Excerpted passage -
____

Contrary to popular belief, Fright Night has never been, nor will it ever be, remade.
Tragically there exists a tasteless rumor, believed by many to be fact, that some very misguided soul took it upon himself to remake this near flawless gem of a horror-comedy, and in his endless detachment from rational thought, cast Colin Farrell as the villain.
Ludicrous really, and I for one refuse to believe that such an affront in the eyes of God (and myself) would ever be perpetrated in my lifetime.
It may be obvious at this point that I absolutely LOVE this movie. Love it madly, deeply, obsessively and I have committed most of it to memory; although that doesn’t stop me from re-watching it…often. My best gay Paul and I have seen this movie, at the very least, a hundred times in the last 15 years. Why, you ask? Well, if you’re asking why, then you have obviously not experienced the magic and wonderment of Chris Sarandon, and his gorgeous feathered hair, elevating the vampire genre to heights that have yet to be surpassed in almost 30 years since it’s release. At this point, I’ll have to insist you stop reading and go watch the movie…go on, we’ll wait.
Well then, let’s move on now, shall we?
Released in late summer of 1985, Fright Night tells the tale of young Charley Brewster (William Ragsdale), an avid horror fan, who has the misfortune of drawing the ire of a real, live vampire, a suave bloodsucker that also happens to be his new next door neighbor. The villain, Jerry Dandridge, is portrayed with a confident swagger and sinister charm by Chris Sarandon. His timeless performance as the seductive vamp is so perfect, that it not only makes the character of Jerry a legendary villain, but, in my opinion, also sets him up as the standard by which all other modern vampires are measured.
And no, I’m not going overboard, he really is THAT good; but to be fair, so are all the supporting actors.
Rounding off the cast are Amanda Bearse (Married with Children) as both Charley’s and Jerry’s love interest Amy, Roddy McDowall (Planet of the Apes) as Peter Vincent the actor/vampire killer and Stephen Geoffreys (976-EVIL) as Evil-Ed, Charlye’s doomed best buddy (and my personal favorite character).
Note: Thanks to Evil-Ed, “You’re so Cool Brewster”, is to this day, what I say automatically when someone cuts me off or acts like a flaming dick (yes dicks have flames).

____

Set problem 1 -
Decide whether each statement below agrees with the Fright Night review. Answer yes or no for each, quoting the words of the review that decide it.
(a) Fright Night was released in late summer of 1985.
(b) Charley Brewster is played by Chris Sarandon.
(c) Roddy McDowall plays Evil-Ed.
Set problem 2 - In the Fright Night review, which character does the reviewer name as their personal favorite?
Set problem 3 - Render this sentence from the Fright Night review in Spanish: "And no, I'm not going overboard, he really is THAT good; but to be fair, so are all the supporting actors."

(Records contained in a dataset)
____

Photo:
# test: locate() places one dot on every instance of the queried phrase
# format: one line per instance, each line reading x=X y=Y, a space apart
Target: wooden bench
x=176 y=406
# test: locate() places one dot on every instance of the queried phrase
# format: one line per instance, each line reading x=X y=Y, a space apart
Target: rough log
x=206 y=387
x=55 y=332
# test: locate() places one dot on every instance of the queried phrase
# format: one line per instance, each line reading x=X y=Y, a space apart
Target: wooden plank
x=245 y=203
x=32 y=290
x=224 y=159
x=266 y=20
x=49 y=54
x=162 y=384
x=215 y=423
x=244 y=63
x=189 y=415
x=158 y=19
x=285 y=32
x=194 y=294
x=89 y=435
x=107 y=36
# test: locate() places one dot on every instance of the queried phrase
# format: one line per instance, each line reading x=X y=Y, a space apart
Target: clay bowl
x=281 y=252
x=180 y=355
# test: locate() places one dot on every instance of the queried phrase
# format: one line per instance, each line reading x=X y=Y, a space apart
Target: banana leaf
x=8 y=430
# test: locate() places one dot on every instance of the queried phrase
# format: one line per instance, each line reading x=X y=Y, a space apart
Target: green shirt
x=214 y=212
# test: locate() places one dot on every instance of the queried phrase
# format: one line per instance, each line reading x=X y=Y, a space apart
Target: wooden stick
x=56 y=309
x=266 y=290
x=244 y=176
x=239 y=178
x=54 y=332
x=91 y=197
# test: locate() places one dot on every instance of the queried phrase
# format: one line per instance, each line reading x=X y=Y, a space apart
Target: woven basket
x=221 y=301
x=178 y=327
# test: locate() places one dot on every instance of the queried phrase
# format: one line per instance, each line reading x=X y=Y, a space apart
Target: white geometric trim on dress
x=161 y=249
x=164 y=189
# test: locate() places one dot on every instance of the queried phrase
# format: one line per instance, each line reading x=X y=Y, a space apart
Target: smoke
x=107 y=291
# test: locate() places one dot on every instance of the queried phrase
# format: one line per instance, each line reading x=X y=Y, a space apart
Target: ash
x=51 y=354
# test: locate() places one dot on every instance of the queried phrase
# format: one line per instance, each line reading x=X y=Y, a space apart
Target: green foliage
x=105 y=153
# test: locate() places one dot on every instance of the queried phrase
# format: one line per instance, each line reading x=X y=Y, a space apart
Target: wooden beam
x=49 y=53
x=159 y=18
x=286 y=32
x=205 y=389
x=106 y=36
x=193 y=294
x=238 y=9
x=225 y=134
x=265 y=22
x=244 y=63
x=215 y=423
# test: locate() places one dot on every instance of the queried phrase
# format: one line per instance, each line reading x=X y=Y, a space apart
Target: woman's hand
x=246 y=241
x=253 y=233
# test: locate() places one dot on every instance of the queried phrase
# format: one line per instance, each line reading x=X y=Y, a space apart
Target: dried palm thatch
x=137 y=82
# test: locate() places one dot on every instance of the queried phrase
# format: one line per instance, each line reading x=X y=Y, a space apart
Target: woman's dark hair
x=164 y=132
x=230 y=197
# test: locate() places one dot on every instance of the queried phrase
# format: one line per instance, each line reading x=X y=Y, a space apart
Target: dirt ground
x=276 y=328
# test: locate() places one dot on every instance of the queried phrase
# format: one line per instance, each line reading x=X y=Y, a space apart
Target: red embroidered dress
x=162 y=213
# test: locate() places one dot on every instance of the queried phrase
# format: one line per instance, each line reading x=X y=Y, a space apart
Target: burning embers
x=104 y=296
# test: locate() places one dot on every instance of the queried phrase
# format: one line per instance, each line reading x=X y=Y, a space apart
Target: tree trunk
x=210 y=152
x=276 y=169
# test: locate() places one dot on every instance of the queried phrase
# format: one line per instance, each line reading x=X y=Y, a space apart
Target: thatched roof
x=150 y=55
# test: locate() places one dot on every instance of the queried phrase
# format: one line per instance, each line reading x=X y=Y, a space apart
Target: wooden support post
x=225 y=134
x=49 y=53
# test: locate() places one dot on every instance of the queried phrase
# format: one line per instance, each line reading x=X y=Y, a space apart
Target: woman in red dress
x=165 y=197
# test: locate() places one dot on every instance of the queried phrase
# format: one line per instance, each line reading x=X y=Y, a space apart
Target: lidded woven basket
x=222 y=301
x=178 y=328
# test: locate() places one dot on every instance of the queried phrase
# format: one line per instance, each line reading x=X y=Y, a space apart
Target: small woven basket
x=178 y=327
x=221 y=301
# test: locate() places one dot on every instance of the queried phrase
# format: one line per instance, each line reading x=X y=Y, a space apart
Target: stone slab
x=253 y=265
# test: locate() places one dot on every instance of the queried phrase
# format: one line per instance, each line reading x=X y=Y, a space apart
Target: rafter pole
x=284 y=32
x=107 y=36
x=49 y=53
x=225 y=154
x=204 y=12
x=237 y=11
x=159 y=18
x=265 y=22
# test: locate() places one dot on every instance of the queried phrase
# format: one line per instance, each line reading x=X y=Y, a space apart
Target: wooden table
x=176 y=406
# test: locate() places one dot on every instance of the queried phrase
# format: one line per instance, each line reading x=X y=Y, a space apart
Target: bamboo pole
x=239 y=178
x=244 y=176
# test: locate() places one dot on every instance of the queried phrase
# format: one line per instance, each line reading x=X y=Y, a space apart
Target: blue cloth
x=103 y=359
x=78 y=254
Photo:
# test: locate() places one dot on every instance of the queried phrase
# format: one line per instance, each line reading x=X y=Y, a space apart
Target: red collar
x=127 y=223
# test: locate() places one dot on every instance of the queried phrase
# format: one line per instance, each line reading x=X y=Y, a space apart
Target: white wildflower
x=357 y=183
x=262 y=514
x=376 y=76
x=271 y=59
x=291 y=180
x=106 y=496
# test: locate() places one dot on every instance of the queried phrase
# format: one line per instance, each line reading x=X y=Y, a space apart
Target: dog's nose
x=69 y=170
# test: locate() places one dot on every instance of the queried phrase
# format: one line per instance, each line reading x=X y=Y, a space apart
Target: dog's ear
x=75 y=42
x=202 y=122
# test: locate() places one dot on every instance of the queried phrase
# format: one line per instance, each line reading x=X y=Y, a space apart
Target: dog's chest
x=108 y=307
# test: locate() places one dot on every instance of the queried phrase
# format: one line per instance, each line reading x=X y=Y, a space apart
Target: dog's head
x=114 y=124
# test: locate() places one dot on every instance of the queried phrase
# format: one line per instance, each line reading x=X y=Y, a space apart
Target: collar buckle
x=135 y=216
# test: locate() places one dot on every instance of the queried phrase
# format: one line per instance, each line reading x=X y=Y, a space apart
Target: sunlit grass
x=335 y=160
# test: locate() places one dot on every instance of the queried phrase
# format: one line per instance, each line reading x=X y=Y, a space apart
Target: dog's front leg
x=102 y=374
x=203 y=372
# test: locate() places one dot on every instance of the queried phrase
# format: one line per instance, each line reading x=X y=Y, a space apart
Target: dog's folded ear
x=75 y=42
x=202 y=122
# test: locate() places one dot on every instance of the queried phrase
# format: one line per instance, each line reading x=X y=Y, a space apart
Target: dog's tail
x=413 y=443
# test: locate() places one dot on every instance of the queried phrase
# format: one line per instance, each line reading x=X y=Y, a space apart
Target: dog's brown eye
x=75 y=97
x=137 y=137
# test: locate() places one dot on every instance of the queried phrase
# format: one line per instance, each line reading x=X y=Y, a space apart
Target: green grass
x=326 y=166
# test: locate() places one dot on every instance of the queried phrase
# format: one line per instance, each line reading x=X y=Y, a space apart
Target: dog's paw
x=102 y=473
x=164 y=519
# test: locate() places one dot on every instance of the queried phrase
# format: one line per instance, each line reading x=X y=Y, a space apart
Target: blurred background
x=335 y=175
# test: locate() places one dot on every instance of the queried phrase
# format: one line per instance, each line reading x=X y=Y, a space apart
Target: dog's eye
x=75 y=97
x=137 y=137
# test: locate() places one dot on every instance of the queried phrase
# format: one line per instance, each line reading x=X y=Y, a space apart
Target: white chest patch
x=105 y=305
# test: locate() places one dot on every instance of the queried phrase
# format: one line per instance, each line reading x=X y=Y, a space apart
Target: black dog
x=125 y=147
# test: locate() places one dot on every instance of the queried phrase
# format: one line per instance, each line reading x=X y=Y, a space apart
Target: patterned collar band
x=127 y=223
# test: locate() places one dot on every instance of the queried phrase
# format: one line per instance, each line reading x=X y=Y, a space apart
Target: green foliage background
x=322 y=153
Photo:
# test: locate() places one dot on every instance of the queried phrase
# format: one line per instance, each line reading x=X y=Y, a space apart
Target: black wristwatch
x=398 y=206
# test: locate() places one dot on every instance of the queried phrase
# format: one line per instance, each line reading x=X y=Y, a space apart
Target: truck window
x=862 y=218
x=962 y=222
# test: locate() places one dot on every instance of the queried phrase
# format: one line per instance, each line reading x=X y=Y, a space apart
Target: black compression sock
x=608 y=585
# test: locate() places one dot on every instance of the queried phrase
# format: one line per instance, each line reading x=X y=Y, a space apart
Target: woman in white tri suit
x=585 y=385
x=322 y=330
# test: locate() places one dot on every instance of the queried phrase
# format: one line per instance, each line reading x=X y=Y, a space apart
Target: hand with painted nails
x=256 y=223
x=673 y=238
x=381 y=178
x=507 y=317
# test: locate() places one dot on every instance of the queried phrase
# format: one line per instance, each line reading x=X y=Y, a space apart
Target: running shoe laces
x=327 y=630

____

Full answer 1 -
(a) Yes: "Released in late summer of 1985, Fright Night tells the tale of young Charley Brewster"
(b) No: "young Charley Brewster (William Ragsdale)"
(c) No: "Stephen Geoffreys (976-EVIL) as Evil-Ed"

Full answer 2 - Evil-Ed, Charley's doomed best buddy, played by Stephen Geoffreys.

Full answer 3 - Y no, no estoy exagerando, él realmente es TAN bueno; pero, para ser justos, también lo son todos los actores secundarios.